▸ YOUR TASK: Among the entries below, take the line with "457, row 70." and the line with "10, row 289.", and output them and every line between them exactly, with nothing else.

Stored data
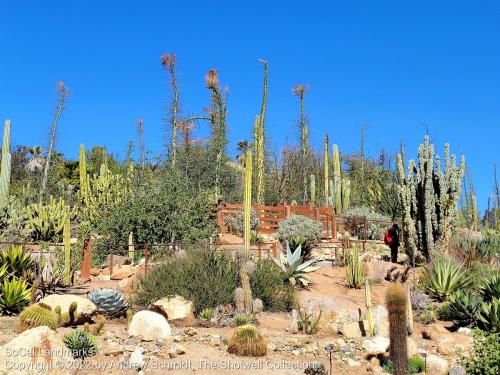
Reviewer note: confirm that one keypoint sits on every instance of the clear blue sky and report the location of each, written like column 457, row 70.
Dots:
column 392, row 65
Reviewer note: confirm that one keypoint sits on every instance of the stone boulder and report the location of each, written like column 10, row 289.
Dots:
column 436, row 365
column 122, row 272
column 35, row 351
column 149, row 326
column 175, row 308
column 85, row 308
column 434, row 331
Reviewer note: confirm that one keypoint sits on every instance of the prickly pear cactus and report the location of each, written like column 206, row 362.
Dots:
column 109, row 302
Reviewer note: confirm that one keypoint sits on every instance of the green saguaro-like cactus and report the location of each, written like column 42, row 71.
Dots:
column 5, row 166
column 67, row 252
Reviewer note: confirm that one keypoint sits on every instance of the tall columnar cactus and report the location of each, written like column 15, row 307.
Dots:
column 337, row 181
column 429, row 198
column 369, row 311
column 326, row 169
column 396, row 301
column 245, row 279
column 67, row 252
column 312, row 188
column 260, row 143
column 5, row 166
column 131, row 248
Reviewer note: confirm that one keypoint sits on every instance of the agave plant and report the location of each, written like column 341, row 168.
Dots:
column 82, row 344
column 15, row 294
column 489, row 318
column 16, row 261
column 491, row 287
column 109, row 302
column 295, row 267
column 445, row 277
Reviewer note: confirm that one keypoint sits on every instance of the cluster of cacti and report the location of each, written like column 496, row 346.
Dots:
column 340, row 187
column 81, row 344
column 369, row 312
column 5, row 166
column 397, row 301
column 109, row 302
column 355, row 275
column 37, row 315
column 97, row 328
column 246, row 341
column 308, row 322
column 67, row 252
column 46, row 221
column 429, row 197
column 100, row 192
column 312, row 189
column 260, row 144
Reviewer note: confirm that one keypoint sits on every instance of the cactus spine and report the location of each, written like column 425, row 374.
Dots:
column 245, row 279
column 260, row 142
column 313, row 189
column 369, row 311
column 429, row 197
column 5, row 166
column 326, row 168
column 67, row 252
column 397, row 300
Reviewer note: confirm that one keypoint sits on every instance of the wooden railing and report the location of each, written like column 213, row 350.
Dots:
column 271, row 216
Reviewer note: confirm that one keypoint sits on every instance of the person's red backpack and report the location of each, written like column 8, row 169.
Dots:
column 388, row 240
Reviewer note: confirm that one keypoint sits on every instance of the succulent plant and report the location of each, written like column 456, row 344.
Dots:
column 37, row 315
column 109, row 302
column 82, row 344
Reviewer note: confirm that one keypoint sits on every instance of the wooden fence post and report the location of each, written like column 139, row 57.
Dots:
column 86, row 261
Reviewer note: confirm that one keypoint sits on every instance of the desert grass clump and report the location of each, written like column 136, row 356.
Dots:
--
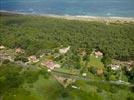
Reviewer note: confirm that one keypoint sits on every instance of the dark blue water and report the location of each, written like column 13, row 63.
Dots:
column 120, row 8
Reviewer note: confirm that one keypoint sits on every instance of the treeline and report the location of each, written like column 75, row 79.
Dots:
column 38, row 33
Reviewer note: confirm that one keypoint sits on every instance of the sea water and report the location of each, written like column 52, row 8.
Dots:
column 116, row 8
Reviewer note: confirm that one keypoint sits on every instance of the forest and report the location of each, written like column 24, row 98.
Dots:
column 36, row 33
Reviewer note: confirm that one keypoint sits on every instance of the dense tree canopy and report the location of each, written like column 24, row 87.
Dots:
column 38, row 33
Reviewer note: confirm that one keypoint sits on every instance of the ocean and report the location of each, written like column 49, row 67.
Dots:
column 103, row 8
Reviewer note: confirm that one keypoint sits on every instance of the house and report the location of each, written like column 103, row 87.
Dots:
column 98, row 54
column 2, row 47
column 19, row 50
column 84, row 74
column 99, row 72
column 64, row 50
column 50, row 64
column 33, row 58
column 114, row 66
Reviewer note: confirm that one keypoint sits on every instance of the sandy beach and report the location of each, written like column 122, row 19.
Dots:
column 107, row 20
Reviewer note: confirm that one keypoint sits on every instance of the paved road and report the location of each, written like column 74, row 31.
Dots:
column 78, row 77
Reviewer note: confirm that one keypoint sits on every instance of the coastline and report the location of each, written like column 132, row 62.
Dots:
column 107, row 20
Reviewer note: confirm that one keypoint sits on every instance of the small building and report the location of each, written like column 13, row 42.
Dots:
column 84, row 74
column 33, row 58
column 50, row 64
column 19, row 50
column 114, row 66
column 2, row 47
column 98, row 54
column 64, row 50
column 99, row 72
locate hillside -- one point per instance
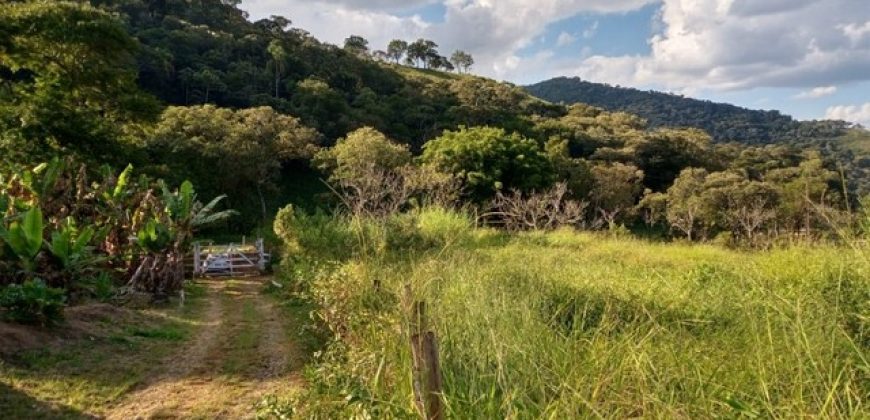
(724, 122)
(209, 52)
==
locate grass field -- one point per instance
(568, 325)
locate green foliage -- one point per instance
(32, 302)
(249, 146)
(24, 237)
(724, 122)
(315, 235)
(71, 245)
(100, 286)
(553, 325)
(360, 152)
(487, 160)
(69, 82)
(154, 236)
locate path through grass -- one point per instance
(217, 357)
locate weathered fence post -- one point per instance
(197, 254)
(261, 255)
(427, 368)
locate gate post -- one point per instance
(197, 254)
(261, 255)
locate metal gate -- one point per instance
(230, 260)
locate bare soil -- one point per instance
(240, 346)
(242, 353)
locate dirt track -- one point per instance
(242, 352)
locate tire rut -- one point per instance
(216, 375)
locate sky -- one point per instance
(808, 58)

▸ RESPONSE FOR THIS EXERCISE:
Reviewer note: confirm that one keypoint sits on every instance of the clear blue sky and report the location of each, written like column 457, row 70.
Dots:
column 392, row 65
Reviewer note: confirm that one keypoint sits on every instance of the stone boulder and report the location of each, written like column 10, row 289.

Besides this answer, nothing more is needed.